If you're going to sell into big retail firms, like the Walmarts and Krogers and Targets of the world, their issue is that they typically don't carry a lot of cash because most of their cash is tied up in inventory and physical assets. Their margins tend to be pretty thin because they don't have a lot of pricing power, and they don't have a lot of cash because the cash is typically tied up in their inventory. Also, they really need more and more return on their assets and faster and faster inventory turns to help them grow and generate enough cash flow for them. Now that's retail.
Now let's take a whole other view of this, let's think about pharmaceutical companies, right? They tend to carry a lot of cash, their margins are really high, but they don't have a lot of fixed assets. They have a lot more intangible assets. Patents, licenses, and trademarks. Now they carry a lot of cash because they have to invest in years of product development and research. When they finally get a product to market, they need to make sure they price well above their costs.
If you think about the five-driver model in different industries, you'll just see that it starts to shape and morph in different ways. Knowing how this five-driver model applies to your biggest customer is a vital first step in having great business acumen.
Business Acumen: Adapting Your Sales Approach by Stage
Once we've understood the five drivers and how those five drivers might change and adapt by industry, I think it also may be important to understand how these five drivers change by business stage. The life cycle of a business. Initially, it's about trying to get a product to market, getting the right people, and having enough cash to fund innovation. As you get to a later stage, it's about operating efficiency, standardization, generating goods, and stable cash flow that then allows you to fund new products expand, innovate, and grow. Understanding what stage your customers are in better allows you to then position your solutions in a language that they care most about.

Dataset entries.
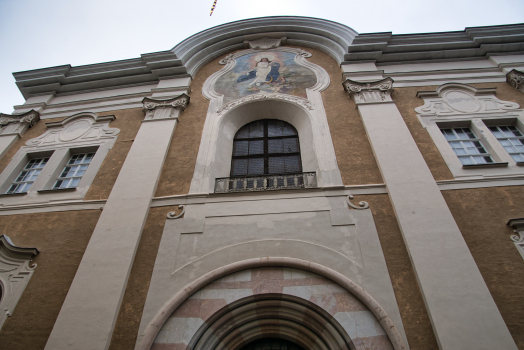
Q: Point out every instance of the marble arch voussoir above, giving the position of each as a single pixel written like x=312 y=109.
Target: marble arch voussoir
x=190 y=308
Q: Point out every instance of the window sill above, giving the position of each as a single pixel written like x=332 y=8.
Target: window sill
x=488 y=165
x=53 y=190
x=14 y=194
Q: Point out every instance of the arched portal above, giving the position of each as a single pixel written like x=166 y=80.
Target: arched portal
x=268 y=318
x=291 y=304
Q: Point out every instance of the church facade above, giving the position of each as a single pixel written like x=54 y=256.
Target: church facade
x=273 y=183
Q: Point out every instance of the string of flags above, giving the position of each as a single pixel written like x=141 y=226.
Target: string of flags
x=213 y=8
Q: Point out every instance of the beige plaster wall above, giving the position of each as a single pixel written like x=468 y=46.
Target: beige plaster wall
x=128 y=121
x=38 y=129
x=181 y=157
x=481 y=215
x=411 y=305
x=61 y=238
x=355 y=157
x=406 y=100
x=128 y=321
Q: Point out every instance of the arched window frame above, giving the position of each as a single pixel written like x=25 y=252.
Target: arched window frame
x=268 y=151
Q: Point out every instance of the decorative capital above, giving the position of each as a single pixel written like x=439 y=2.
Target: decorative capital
x=516 y=79
x=28 y=118
x=164 y=109
x=174 y=215
x=377 y=91
x=361 y=205
x=8 y=248
x=518 y=225
x=264 y=43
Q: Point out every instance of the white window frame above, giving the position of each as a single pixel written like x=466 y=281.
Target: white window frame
x=459 y=105
x=81 y=133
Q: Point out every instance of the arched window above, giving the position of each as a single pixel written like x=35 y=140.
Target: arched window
x=266 y=146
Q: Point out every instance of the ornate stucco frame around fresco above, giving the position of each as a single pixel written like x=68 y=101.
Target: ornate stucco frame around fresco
x=295 y=97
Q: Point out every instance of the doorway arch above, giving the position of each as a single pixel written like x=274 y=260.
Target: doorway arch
x=274 y=316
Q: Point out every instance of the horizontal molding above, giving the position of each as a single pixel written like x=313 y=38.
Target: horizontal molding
x=52 y=207
x=502 y=181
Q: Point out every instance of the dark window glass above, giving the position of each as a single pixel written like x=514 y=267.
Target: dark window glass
x=271 y=344
x=267 y=146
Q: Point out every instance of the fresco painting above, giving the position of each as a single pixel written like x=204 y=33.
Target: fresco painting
x=265 y=72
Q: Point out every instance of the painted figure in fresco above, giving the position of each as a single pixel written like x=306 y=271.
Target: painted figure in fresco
x=265 y=71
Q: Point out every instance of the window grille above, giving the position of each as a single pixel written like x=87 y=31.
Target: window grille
x=511 y=139
x=28 y=175
x=74 y=170
x=266 y=146
x=466 y=146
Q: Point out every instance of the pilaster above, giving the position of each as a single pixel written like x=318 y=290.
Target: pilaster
x=88 y=315
x=448 y=277
x=516 y=79
x=12 y=126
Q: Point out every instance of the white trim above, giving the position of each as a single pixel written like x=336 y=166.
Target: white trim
x=306 y=115
x=460 y=105
x=15 y=272
x=52 y=207
x=77 y=133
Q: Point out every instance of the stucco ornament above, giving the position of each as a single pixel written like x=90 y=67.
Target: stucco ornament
x=516 y=79
x=378 y=91
x=164 y=109
x=77 y=129
x=362 y=204
x=265 y=43
x=454 y=99
x=174 y=215
x=15 y=271
x=18 y=123
x=297 y=100
x=518 y=225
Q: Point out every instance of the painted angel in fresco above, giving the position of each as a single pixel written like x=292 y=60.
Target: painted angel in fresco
x=265 y=71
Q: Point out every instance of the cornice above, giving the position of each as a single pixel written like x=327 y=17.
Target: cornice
x=24 y=253
x=516 y=79
x=339 y=41
x=164 y=109
x=369 y=92
x=30 y=118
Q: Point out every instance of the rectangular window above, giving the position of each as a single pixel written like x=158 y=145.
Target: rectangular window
x=466 y=146
x=73 y=171
x=511 y=139
x=27 y=176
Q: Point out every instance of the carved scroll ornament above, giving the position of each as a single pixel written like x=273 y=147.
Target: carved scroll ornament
x=29 y=118
x=516 y=79
x=378 y=91
x=362 y=204
x=163 y=109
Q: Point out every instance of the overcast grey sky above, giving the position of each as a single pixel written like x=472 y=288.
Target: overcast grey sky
x=44 y=33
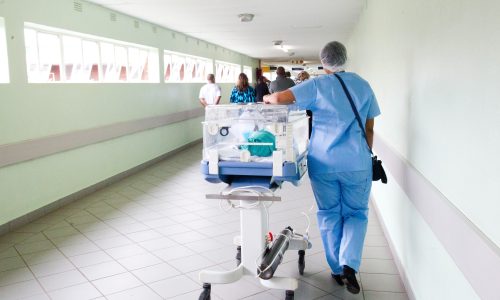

ACTIVITIES.
1) According to the business acumen passage, why do pharmaceutical companies carry a lot of cash? Answer in one to three sentences.
2) Continue the business acumen passage, picking up after its final sentence.
The records have no connection to the text.

ANSWER SECTION.
1) Pharmaceutical companies carry a lot of cash because they have to invest in years of product development and research.

2)
Business Acumen: Knowing Your Customer
If you're selling to customers who are large and publicly traded and may have their financials available publicly, the first thing we'd suggest you do is to go to their investor relations page or any news that's highlighting their executives' latest messaging and financial metrics. You'll get a sense of how often they're talking about growth as opposed to how often they're talking about their profit margins or profit trends. They may be talking a lot about their products and new product development. Maybe they'll speak on assets the most. Use the five-driver model as a lens to understand the messages that their executives are sharing.
Next is their financial statements. If you could only look at their income statement (also known as the P&L) and see if their revenues are growing and how that relates to their profits. Ideally, their CEO is seeing revenues growing and profits growing faster, but if they're not that means they're dealing with some kind of challenge that you can help them with.
And now if they're not a publicly traded company, what do you do then? You may want to go look at their competitors and get a sense of what's happening in the industry. That's a way to at least understand your customer a bit better. Being able to use these tools and learn the art of communicating their priorities helps you really understand what the other side of the table cares about. Once you master this art, you'll be better able to position your products and solutions to their business strategy needs. We invite you into this journey of building your business acumen.